◆ Directions for this task: Transcribe the passage of the NSEC21 challenge write-up from "print(reduce(lambda x, c: OPS[c](x), (int(c)" to "on a value x.".

*** Excerpted text

NSEC21 yeswehack - Mon, May 24, 2021 - Jean Privat

Python, maths and dot. | Rev Python | Nsec21

This NSEC21 challenge was contributed by a sponsor|.

Basically, it is a short Python script that validates a flag given by the user.

A python script

import re
from functools import reduce

FLAG_REG = re.compile(r"^\d{0,16}9$")
KEY = 0xC3F80B633F90C6DE
OPS = [
    lambda x: ([print(x), x][1]),
    lambda x: x - ((KEY >> (x - 8 & 56) >> (x & 7) & 1 ^ 1) & x >> 3) * 8 & 56 | x & 7,
    lambda x: x - ((KEY >> (x - 8 & 56) >> (x & 7) & 1 ^ 1) & ~x >> 3) * 8 & 56 | x & 7,
    lambda x: x + ((KEY >> (x + 8 & 56) >> (x & 7) & 1 ^ 1) & x >> 3) * 8 & 56 | x & 7,
    lambda x: x + ((KEY >> (x + 8 & 56) >> (x & 7) & 1 ^ 1) & ~x >> 3) * 8 & 56 | x & 7,
    lambda x: x & 56 | x + ((KEY >> (x & 56) >> (x + 1 & 7) & 1 ^ 1) & ~x) & 7,
    lambda x: x & 56 | x + ((KEY >> (x & 56) >> (x + 1 & 7) & 1 ^ 1) & x) & 7,
    lambda x: x & 56 | x - ((KEY >> (x & 56) >> (x - 1 & 7) & 1 ^ 1) & ~x) & 7,
    lambda x: x & 56 | x - ((KEY >> (x & 56) >> (x - 1 & 7) & 1 ^ 1) & x) & 7,
    lambda x: ["Good flag!", "Bad flag!"][x > 1],
]

if __name__ == "__main__":
    flag = input("FLAG-")
    if not FLAG_REG.match(flag):
        exit(1)
    print(reduce(lambda x, c: OPS[c](x), (int(c) for c in flag), 48))

The regex inform us that the flag is made of up to 16 digits and a final 9.

An interesting part is reduce(lambda x, c: OPS[c](x), (int(c) for c in flag), 48) and the OPS array:

• c is the current digit of the flag (so values are from 0 to 9)
• OPS is an array of 10 lambda functions (from 0 to 9).
• The lambda in the reduce executes the cth function of OPS on a value x.

******
*** Available data

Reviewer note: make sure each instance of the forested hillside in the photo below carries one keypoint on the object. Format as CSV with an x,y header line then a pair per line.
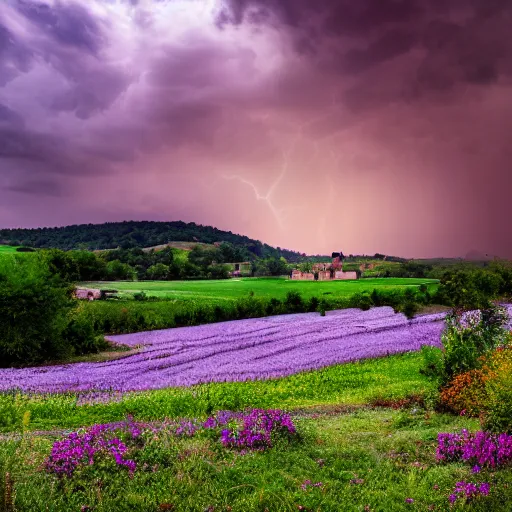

******

◆ Answer for the task:
print(reduce(lambda x, c: OPS[c](x), (int(c) for c in flag), 48))

The regex inform us that the flag is made of up to 16 digits and a final 9.

An interesting part is reduce(lambda x, c: OPS[c](x), (int(c) for c in flag), 48) and the OPS array:

• c is the current digit of the flag (so values are from 0 to 9)
• OPS is an array of 10 lambda functions (from 0 to 9).
• The lambda in the reduce executes the cth function of OPS on a value x.